What is expected: Starting at the beginning of the entries and ending at the line that contains "101, 27, 115, 51", reproduce every line, shifting each bounding-box coordinate in the outputs up by 110 and keeping all other lines, including the sample results, unchanged. Leave the pictures out of your answer.

Excerpts from a detection dataset:
/---

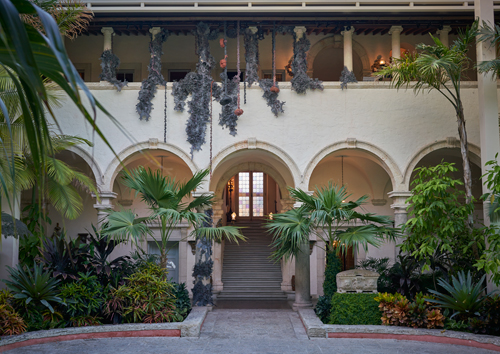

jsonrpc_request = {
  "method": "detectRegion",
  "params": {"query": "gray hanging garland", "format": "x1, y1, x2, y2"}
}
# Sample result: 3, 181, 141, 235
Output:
339, 66, 358, 90
244, 28, 259, 87
291, 33, 323, 93
172, 22, 222, 158
99, 49, 128, 92
136, 29, 169, 121
193, 209, 214, 306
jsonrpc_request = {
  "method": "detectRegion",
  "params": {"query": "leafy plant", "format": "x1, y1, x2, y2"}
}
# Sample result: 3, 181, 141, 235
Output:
60, 273, 105, 322
3, 264, 62, 313
172, 283, 191, 318
0, 290, 27, 336
328, 293, 380, 325
426, 271, 486, 319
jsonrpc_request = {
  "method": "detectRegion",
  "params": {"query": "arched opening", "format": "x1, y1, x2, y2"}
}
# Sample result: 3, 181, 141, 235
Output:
313, 46, 363, 81
309, 149, 395, 269
112, 149, 194, 282
210, 149, 294, 301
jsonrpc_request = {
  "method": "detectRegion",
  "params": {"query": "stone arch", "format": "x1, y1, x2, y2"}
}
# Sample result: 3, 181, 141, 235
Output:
307, 35, 371, 76
214, 162, 289, 199
403, 138, 481, 190
66, 146, 104, 188
302, 139, 403, 190
211, 139, 301, 190
103, 141, 198, 191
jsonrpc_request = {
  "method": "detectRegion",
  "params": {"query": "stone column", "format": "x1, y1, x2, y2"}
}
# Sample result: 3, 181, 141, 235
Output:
92, 191, 117, 230
341, 26, 354, 71
149, 27, 161, 39
389, 26, 403, 59
474, 0, 500, 291
436, 26, 451, 47
292, 203, 312, 311
388, 191, 412, 260
101, 27, 115, 51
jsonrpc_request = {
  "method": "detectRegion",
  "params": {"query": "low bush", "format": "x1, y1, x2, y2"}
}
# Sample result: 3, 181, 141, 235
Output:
375, 293, 445, 328
328, 293, 381, 325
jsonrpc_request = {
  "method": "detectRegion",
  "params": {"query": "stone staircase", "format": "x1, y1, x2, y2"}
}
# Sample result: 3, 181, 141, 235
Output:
217, 221, 287, 300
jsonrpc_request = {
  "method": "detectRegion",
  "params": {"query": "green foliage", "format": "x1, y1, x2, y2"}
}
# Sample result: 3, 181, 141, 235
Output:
4, 264, 62, 313
314, 295, 332, 323
329, 293, 381, 325
401, 162, 484, 274
266, 183, 399, 261
323, 252, 342, 299
426, 271, 486, 319
0, 290, 27, 336
106, 264, 182, 323
60, 273, 105, 322
172, 283, 191, 318
375, 293, 445, 328
475, 158, 500, 285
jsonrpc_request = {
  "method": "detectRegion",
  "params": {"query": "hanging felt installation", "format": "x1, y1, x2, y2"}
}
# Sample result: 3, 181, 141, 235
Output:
172, 22, 222, 158
136, 29, 169, 120
220, 21, 232, 106
259, 27, 285, 117
234, 21, 243, 116
99, 49, 128, 92
291, 32, 323, 93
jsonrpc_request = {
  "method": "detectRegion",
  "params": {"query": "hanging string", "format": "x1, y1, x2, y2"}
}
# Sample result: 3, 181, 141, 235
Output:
163, 80, 167, 143
210, 80, 214, 180
273, 22, 276, 86
234, 21, 243, 117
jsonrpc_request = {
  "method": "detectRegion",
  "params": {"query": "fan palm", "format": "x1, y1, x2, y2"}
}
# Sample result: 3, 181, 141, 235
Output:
379, 22, 478, 210
266, 183, 398, 261
103, 167, 245, 268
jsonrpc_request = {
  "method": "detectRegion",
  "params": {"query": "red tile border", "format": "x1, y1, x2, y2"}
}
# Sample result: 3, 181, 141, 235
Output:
0, 329, 181, 353
328, 332, 500, 352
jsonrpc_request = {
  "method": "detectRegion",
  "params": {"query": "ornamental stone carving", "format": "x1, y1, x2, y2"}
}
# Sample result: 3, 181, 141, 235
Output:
337, 269, 379, 293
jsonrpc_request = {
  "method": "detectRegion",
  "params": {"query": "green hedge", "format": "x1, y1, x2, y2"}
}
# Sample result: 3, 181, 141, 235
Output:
328, 293, 382, 325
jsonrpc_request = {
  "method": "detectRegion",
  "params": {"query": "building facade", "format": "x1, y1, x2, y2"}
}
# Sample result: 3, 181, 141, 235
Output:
2, 0, 499, 298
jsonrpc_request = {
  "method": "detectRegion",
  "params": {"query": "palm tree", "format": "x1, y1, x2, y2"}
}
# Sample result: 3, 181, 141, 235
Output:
266, 183, 399, 261
103, 167, 245, 267
379, 22, 478, 207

\---

Output of the exercise:
jsonrpc_request = {
  "method": "detectRegion",
  "params": {"query": "gray hanging garland", "format": "x1, y1, x2, y2"}
}
# Sample result: 3, 181, 141, 235
Output:
449, 176, 468, 200
354, 138, 369, 197
401, 143, 433, 203
282, 132, 332, 268
209, 159, 238, 202
246, 139, 279, 231
303, 319, 324, 416
jsonrpc_request = {
  "method": "detectRegion",
  "params": {"query": "leafy plant", "format": "x1, y1, x2, y2"}
}
# Sample result: 3, 181, 141, 235
Output:
170, 383, 215, 432
113, 374, 172, 423
282, 393, 301, 428
110, 400, 137, 446
438, 403, 490, 435
536, 381, 596, 429
jsonrpc_request = {
  "method": "detectRegion",
  "params": {"query": "arched opening", "format": "x1, y1, x2, y2"}
}
# Sample result: 3, 181, 141, 235
Output:
423, 156, 473, 191
419, 259, 505, 379
222, 259, 304, 392
320, 259, 404, 411
jsonrpc_request = {
  "method": "detectRegion",
  "params": {"query": "stone arch", "format": "x1, y1, x2, y2"}
}
# Sample result: 3, 181, 141, 235
Output:
417, 145, 481, 186
324, 272, 399, 309
513, 248, 591, 300
176, 256, 214, 298
412, 249, 513, 300
321, 249, 411, 300
213, 251, 308, 301
jsonrpc_request = {
  "method": "detectRegion",
  "params": {"query": "stone column", "format": "x1, y1, x2, y2"}
}
# Sample result: 3, 181, 141, 235
Output:
202, 301, 227, 340
451, 136, 464, 181
259, 137, 271, 149
499, 136, 513, 169
584, 110, 610, 401
546, 136, 561, 157
402, 313, 422, 421
498, 301, 522, 370
211, 137, 225, 161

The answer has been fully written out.